__Exercises__:
a) On what date did "Leslie's Retreat" take place, according to the blog page?
b) Print the part of the blog page between "Sunday, February 24, 2019" and "add my thoughts.", inclusive.

__Text provided__:
◇ ◇ ◇

J. L. BELL is a Massachusetts writer who specializes in (among other things) the start of the American Revolution in and around Boston. He is particularly interested in the experiences of children in 1765-75. He has published scholarly papers and popular articles for both children and adults. He was consultant for an episode of History Detectives, and contributed to a display at Minute Man National Historic Park.

Subscribe thru Follow.it





•••••••••••••••••



Showing posts with label Robert Foster. Show all posts
Showing posts with label Robert Foster. Show all posts

Sunday, February 24, 2019

Looking at “Leslie’s Retreat”

Today Salem commemorates “Leslie’s Retreat” on 26 Feb 1775, so I’m highlighting Donna Seger’s Streets of Salem posting about that event. She explores three points, to which I’ll add my thoughts.

“How many damn cannon(s) were there in Salem?”

◇ ◇ ◇

__Data shown__:

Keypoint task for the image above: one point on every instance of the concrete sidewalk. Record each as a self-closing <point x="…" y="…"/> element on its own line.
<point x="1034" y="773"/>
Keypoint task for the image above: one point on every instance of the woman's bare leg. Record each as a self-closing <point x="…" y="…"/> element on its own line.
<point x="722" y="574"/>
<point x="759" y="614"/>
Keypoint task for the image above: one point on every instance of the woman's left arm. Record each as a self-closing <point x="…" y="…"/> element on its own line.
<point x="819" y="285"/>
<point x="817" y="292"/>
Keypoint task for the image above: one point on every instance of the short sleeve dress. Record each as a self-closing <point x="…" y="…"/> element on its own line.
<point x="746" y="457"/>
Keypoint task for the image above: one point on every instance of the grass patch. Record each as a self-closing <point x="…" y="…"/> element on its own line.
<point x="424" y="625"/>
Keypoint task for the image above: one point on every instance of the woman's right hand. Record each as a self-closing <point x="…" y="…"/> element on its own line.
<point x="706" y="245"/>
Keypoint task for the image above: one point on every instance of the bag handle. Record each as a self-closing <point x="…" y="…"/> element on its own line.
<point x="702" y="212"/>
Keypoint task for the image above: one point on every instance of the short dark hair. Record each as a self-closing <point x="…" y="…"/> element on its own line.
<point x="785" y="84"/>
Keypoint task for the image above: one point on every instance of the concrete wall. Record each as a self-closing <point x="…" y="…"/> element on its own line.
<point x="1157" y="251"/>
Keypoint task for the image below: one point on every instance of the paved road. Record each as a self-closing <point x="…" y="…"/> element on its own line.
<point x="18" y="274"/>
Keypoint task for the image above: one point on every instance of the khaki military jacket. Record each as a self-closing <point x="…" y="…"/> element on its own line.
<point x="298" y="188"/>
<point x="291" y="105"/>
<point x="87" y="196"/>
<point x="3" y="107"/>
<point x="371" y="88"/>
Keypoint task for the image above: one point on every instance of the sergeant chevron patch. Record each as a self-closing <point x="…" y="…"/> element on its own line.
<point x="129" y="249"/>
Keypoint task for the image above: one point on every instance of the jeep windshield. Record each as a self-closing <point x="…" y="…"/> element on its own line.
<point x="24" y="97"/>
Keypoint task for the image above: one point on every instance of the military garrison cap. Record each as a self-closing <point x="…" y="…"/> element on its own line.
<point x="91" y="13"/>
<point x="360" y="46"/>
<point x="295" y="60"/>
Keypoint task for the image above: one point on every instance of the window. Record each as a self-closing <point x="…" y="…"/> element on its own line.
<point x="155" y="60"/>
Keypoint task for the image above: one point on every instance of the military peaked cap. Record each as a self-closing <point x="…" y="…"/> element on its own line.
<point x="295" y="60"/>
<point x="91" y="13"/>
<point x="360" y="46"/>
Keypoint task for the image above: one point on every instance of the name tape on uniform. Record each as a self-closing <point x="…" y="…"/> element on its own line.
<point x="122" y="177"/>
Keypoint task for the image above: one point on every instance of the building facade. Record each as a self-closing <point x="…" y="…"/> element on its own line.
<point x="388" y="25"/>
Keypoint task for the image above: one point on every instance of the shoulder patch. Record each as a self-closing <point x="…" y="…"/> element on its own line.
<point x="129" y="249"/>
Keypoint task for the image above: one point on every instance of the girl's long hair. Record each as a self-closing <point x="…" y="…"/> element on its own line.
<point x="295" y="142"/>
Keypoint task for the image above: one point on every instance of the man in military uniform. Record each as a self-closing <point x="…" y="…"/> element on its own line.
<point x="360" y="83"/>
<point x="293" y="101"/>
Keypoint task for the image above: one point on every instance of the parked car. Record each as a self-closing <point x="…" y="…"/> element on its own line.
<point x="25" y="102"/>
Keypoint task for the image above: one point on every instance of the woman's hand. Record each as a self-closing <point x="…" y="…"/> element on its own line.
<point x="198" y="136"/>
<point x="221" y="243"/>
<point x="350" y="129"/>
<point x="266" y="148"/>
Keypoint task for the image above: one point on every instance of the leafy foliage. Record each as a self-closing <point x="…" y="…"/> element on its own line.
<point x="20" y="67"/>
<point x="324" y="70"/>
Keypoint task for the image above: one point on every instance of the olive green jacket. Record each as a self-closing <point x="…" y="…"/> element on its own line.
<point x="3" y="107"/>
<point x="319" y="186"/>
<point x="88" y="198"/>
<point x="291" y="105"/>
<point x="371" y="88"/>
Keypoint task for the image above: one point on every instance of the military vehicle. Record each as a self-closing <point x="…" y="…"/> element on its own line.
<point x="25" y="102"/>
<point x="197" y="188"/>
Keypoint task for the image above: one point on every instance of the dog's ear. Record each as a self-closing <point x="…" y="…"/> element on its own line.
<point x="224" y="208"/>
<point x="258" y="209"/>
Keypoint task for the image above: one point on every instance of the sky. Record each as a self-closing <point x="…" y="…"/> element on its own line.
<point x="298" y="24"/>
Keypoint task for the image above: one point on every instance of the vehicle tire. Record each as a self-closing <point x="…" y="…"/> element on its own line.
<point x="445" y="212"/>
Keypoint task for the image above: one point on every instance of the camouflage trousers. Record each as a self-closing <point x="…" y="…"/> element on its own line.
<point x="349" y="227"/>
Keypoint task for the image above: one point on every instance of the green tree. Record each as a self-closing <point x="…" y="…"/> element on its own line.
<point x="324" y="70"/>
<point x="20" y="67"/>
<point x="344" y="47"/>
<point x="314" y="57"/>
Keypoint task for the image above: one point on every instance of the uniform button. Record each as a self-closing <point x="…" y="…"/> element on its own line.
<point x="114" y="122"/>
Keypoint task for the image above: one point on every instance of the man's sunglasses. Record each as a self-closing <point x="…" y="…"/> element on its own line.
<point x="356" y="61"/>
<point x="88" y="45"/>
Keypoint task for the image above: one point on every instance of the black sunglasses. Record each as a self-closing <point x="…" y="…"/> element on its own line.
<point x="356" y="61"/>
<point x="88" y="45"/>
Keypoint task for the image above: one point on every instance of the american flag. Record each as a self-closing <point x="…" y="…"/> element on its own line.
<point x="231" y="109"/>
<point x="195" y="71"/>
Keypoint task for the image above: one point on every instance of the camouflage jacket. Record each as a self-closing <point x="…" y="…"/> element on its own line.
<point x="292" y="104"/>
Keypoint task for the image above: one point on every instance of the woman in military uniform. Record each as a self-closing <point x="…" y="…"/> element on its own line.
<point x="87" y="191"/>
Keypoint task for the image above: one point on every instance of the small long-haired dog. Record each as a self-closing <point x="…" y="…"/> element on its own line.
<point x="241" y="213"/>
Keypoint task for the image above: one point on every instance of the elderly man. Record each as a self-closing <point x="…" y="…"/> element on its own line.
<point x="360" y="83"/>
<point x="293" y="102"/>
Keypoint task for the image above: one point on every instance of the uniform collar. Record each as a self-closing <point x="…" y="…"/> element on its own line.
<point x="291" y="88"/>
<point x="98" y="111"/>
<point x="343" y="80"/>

◇ ◇ ◇

__Exercise answers__:
a) 26 February 1775

b)
Sunday, February 24, 2019

Looking at “Leslie’s Retreat”

Today Salem commemorates “Leslie’s Retreat” on 26 Feb 1775, so I’m highlighting Donna Seger’s Streets of Salem posting about that event. She explores three points, to which I’ll add my thoughts.